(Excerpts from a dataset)
▼
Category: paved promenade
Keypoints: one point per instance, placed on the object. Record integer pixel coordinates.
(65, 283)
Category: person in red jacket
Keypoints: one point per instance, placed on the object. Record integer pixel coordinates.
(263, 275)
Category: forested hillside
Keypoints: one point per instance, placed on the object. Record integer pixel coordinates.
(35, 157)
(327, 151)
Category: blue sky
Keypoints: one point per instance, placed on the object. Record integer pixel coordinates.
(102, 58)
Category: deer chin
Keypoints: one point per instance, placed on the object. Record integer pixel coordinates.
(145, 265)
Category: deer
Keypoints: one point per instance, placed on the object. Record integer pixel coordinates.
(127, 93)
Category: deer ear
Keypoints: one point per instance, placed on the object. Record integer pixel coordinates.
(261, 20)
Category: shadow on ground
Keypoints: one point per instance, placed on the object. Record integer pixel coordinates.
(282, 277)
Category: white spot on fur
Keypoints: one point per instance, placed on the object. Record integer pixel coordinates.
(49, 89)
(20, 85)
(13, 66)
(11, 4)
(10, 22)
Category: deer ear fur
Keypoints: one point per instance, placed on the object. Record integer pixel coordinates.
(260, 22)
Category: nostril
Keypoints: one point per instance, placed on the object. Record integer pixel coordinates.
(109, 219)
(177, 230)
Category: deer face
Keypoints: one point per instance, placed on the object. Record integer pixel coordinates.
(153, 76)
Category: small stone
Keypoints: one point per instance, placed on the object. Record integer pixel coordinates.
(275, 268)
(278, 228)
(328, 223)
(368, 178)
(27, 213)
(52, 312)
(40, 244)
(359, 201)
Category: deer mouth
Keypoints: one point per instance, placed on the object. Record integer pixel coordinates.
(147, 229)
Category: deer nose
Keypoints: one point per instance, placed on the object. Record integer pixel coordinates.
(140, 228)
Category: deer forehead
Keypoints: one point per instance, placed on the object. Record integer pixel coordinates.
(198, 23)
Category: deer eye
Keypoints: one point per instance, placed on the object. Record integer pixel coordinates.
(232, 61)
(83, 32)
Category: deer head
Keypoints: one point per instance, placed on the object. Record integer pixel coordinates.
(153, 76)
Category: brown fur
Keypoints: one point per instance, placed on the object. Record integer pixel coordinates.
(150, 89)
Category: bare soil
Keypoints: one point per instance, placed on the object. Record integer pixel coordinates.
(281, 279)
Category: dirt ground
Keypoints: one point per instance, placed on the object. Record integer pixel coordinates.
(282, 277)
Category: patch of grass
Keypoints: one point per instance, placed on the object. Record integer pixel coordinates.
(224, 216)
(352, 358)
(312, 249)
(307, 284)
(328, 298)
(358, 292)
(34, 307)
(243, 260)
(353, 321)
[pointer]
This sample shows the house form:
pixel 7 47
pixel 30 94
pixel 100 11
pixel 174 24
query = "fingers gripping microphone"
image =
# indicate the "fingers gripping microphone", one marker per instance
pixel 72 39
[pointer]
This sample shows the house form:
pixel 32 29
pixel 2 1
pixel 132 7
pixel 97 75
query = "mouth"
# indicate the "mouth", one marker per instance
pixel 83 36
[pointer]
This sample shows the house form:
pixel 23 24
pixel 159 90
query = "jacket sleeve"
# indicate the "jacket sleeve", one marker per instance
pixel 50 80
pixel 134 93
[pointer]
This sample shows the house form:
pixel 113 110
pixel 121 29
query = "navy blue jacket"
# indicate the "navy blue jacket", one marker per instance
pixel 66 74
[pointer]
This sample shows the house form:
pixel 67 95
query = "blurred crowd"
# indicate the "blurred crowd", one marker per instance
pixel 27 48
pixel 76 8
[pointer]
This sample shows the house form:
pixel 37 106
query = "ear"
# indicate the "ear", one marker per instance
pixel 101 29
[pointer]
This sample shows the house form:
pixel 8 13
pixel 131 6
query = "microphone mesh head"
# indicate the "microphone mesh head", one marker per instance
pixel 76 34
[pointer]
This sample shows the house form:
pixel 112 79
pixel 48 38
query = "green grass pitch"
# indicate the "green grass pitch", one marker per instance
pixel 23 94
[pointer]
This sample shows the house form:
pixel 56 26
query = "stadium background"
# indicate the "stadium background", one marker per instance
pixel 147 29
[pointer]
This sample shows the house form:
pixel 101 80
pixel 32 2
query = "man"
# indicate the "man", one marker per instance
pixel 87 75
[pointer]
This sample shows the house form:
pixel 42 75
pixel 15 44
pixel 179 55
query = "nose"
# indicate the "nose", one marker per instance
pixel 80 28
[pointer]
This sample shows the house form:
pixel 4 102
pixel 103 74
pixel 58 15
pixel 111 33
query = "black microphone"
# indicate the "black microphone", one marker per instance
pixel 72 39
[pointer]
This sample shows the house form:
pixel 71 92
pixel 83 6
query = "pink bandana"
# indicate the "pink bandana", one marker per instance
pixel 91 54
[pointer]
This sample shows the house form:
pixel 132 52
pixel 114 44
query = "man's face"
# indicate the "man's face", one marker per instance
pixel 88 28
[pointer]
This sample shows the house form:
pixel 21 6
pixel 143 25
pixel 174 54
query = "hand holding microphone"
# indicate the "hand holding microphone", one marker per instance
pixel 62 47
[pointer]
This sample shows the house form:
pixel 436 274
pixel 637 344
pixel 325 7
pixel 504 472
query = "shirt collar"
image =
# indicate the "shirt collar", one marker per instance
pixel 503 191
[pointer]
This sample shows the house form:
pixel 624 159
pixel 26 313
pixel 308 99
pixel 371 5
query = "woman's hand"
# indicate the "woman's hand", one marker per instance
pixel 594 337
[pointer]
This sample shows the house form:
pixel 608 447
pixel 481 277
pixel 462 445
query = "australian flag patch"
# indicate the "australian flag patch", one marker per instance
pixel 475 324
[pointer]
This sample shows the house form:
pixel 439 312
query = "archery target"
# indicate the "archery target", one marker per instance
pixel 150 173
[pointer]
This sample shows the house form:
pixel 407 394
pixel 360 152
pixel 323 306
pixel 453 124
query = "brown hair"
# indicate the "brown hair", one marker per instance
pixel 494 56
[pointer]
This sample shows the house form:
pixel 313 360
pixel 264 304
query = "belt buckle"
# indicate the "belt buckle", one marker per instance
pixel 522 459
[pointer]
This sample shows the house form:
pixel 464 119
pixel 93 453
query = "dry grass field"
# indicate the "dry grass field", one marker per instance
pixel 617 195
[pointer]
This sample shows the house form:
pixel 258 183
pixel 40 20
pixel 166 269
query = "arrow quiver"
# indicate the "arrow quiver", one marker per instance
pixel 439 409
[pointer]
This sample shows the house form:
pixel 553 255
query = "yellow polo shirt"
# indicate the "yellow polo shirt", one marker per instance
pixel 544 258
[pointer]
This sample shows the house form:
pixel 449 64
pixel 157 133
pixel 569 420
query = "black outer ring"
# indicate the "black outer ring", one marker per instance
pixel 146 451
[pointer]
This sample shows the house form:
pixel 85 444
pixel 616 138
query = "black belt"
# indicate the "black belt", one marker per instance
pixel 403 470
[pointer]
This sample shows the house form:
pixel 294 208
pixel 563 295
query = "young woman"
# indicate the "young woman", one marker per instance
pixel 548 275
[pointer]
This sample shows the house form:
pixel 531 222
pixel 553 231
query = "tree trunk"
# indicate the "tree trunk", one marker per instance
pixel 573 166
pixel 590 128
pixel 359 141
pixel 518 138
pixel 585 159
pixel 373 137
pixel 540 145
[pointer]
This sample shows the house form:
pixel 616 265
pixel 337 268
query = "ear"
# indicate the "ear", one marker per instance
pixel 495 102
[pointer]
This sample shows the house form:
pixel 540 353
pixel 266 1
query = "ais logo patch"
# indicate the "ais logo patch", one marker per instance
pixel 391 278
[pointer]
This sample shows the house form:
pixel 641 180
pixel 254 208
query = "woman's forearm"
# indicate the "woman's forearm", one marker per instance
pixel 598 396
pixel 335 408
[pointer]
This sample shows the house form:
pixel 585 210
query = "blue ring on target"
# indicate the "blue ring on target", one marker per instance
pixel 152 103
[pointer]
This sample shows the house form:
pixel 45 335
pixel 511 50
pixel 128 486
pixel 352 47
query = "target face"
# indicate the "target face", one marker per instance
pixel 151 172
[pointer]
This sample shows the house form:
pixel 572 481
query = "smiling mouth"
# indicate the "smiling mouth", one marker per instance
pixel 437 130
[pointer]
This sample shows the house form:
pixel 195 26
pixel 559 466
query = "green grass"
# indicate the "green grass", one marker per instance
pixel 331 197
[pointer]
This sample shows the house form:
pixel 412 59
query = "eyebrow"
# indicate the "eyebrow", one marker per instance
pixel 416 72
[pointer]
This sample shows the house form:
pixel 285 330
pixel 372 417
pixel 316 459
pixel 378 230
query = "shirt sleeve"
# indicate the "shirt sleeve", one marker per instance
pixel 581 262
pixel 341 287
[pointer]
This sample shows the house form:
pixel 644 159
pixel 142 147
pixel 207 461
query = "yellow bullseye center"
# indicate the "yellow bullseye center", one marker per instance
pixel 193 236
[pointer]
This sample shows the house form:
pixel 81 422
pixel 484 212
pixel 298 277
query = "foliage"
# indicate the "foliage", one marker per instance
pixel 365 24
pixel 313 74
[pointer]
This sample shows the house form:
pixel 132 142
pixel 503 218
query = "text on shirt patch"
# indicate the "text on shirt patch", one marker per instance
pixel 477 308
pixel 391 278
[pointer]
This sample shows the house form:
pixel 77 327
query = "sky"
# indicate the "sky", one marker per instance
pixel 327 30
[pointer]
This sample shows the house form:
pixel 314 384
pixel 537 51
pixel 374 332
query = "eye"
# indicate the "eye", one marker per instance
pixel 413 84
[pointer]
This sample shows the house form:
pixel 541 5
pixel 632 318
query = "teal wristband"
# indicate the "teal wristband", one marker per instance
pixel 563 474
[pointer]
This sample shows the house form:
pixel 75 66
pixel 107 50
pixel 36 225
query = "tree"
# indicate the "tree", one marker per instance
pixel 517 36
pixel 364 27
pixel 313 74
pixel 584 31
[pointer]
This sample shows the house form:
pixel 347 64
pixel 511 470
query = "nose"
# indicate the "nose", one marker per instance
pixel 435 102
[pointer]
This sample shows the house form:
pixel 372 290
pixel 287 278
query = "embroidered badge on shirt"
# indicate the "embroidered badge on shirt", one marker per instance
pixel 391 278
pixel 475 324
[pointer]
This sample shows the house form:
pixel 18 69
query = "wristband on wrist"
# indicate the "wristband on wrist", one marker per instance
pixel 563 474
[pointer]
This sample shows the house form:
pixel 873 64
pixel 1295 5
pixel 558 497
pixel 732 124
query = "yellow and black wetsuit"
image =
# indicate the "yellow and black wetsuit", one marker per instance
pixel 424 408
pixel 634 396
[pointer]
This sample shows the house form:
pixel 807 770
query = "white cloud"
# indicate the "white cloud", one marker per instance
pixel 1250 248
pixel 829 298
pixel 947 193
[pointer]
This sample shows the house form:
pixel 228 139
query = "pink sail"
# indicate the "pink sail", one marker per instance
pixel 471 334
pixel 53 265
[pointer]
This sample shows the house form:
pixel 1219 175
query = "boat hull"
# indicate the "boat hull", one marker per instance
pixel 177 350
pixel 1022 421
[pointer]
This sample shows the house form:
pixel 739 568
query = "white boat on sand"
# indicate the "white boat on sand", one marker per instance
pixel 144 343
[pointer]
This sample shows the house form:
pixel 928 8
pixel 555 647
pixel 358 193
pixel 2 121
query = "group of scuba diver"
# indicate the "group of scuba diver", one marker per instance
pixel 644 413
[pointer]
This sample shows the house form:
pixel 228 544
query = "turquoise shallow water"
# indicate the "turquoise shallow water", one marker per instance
▲
(EXERCISE BRIEF): Among the lines above, find those with the word "shallow" and list them.

(EXERCISE RESPONSE):
query = "turquoise shallow water"
# indicate the "turquoise shallow water", one marker per instance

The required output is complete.